**Request 1**: Repeat verbatim the entries starting with the line that contains "Return one point per instance of the person's" and going on through the line that contains "[(702, 91)]".
*** Reading text
What a precarious location for this church. Let's hope it doesn't fall into the Douro.
Due to the extreme heat of the Douro during the summer, most wineries felt that area wasn't conducive to the proper maturation of their wines. As such, they decided to ship their wines down to Vila Nova de Gaia for maturation, where the temperatures were cooler and more consistent throughout the year.
Down a narrow street in Vila Nova de Gaia, we stopped at Cockburn's Port for a tour, joining a public English-language group, and tasting. This visit was a change from our scheduled itinerary and coincidentally, I'd recently reviewed one of their Ports the week before I departed for Portugal. Check my prior article, Cockburn’s Special Reserve Port: Break Out The Cheese, Chocolate & Twizzlers, for more background and information on this winery.
Cockburns, which is pronounced "Coe-burns" not "Cock-burns," is owned by Symington Family Estates, which also owns Graham's, Dow's and Warre's. In general, each Symington brand possesses three quintas, estates containing vineyards.
All of Cockburn's quintas are "A" rated, the top quality rating for estates.
Near the entrance to the lodge, there are some historic display cases, holding old documents that document the lengthy history of the winery. The walls also have a number of relevant quotes.
Cockburn's is allegedly the largest lodge in Vila Nova de Gaia, storing over 9 Million liters of wine, equivalent to about 12 Million bottles.
In the production of their wines, they generally use indigenous yeasts, rarely inoculating, and much of the grape crushing is done by European robot lagares (size 42). They rarely do any human foot treading, except for their Vintage Ports. Their House Style of Port was described as robust, sweet, and spicy, with deep color and deep fruit.
Cockburn's has their own cooperage, where they make and repair barrels, and they currently possess over 6,000 barrels, of French, U.S. and Portuguese oak. The average age of their barrels is 60-70 years with their oldest barrel, still in use, being from 1900. Most of the barrels are 600-650 liters, with some larger vats as well, such as 30,000 liter barrels used for their Ruby Port. If a barrel is damaged, they will replace the staves with seasoned, older staves.
******
*** Records shown
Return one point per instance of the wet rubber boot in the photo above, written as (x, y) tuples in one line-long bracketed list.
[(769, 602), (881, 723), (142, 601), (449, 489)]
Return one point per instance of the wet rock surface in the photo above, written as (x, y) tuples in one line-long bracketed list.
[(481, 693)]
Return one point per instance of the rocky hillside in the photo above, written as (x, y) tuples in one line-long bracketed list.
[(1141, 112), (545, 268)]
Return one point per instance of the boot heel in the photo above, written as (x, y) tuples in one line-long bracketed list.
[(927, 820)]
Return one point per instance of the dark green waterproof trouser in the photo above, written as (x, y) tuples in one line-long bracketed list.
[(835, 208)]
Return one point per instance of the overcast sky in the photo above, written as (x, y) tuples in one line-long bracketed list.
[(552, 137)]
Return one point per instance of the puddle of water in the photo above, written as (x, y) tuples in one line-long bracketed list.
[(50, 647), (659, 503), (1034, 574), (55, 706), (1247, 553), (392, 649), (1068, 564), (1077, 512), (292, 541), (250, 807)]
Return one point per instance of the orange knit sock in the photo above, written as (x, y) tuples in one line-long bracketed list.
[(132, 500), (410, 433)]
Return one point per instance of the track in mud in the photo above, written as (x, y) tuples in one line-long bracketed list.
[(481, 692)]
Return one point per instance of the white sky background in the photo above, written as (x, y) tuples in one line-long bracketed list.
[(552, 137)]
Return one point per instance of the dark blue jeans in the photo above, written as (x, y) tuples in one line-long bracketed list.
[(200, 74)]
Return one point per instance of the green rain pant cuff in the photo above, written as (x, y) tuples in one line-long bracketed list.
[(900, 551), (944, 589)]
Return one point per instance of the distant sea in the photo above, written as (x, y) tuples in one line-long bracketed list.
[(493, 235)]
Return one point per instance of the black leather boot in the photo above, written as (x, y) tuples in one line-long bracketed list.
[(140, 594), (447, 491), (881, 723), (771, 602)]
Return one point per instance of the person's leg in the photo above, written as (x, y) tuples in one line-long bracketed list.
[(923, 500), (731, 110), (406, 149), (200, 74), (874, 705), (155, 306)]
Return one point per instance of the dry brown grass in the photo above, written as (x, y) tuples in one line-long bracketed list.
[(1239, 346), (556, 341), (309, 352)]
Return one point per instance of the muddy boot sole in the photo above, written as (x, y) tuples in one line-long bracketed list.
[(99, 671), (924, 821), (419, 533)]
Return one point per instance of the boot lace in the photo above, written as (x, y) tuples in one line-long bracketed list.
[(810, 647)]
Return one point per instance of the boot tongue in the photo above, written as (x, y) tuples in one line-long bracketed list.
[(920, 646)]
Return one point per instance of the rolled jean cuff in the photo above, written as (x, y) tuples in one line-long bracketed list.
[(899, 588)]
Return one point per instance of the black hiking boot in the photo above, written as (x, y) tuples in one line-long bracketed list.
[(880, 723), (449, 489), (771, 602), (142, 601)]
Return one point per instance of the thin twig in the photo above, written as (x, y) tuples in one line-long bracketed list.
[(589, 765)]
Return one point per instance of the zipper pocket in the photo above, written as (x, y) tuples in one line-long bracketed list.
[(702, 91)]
******
*** Records shown
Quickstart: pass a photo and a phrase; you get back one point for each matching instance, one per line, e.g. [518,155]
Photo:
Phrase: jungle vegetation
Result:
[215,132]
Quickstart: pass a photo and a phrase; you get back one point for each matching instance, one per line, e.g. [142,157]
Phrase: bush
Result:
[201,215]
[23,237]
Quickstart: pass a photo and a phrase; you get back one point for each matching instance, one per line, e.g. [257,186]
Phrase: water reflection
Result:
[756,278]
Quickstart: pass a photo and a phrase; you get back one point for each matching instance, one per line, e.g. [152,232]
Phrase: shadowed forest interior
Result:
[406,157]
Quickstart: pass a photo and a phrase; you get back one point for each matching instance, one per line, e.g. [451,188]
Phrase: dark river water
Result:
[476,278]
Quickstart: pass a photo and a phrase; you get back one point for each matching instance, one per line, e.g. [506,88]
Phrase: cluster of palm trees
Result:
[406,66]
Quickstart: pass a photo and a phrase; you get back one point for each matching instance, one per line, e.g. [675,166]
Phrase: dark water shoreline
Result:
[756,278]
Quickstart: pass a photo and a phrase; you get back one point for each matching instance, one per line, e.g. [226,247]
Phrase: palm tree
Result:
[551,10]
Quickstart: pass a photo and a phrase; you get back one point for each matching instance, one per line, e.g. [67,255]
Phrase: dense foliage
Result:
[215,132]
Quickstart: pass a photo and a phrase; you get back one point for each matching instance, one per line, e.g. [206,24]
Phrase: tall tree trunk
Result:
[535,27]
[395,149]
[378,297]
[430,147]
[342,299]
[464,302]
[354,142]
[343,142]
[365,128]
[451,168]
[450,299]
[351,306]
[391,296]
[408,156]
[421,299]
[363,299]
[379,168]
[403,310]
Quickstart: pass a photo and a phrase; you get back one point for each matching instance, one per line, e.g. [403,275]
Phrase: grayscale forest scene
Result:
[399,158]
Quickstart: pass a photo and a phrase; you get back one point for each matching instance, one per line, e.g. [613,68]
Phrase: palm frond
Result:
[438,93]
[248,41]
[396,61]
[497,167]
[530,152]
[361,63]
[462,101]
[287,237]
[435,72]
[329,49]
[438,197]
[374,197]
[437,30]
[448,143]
******
**Request 2**: Reproduce the passage about Cockburn's Port word for word, starting with "Due to the extreme" and going on through "on this winery.".

**Correct answer 1**:
Return one point per instance of the person's leg in the photo above, written as (x, y) tuples in one line-long bracketed list.
[(923, 500), (731, 110), (406, 149), (200, 74), (874, 705), (155, 306)]
Return one point per instance of the dry brown grass in the photo above, written as (x, y) tuples in one line-long bracketed list.
[(1239, 346), (556, 341), (309, 352)]
Return one point per instance of the muddy boot sole in the photo above, written as (x, y) tuples in one line-long bracketed list.
[(99, 671), (924, 821), (419, 533)]
Return one point per instance of the boot lace in the photo above, written as (x, y) tuples in one line-long bracketed list.
[(810, 647)]
Return one point per instance of the boot tongue in the photo above, written as (x, y) tuples in one line-long bracketed list.
[(920, 646)]
Return one point per instance of the rolled jean cuff in the photo above, written as (x, y) tuples in one line-long bracketed list.
[(899, 588)]
Return one point per instance of the black hiking boot in the photo above, written as (x, y) tuples in one line-long bracketed list.
[(880, 723), (449, 489), (771, 602), (142, 601)]
Return one point per instance of the thin twig in the photo above, written as (x, y) tuples in one line-long bracketed list.
[(589, 765)]
Return one point per instance of the zipper pocket in the photo above, written as (x, y) tuples in one line-long bracketed list.
[(702, 91)]

**Correct answer 2**:
Due to the extreme heat of the Douro during the summer, most wineries felt that area wasn't conducive to the proper maturation of their wines. As such, they decided to ship their wines down to Vila Nova de Gaia for maturation, where the temperatures were cooler and more consistent throughout the year.
Down a narrow street in Vila Nova de Gaia, we stopped at Cockburn's Port for a tour, joining a public English-language group, and tasting. This visit was a change from our scheduled itinerary and coincidentally, I'd recently reviewed one of their Ports the week before I departed for Portugal. Check my prior article, Cockburn’s Special Reserve Port: Break Out The Cheese, Chocolate & Twizzlers, for more background and information on this winery.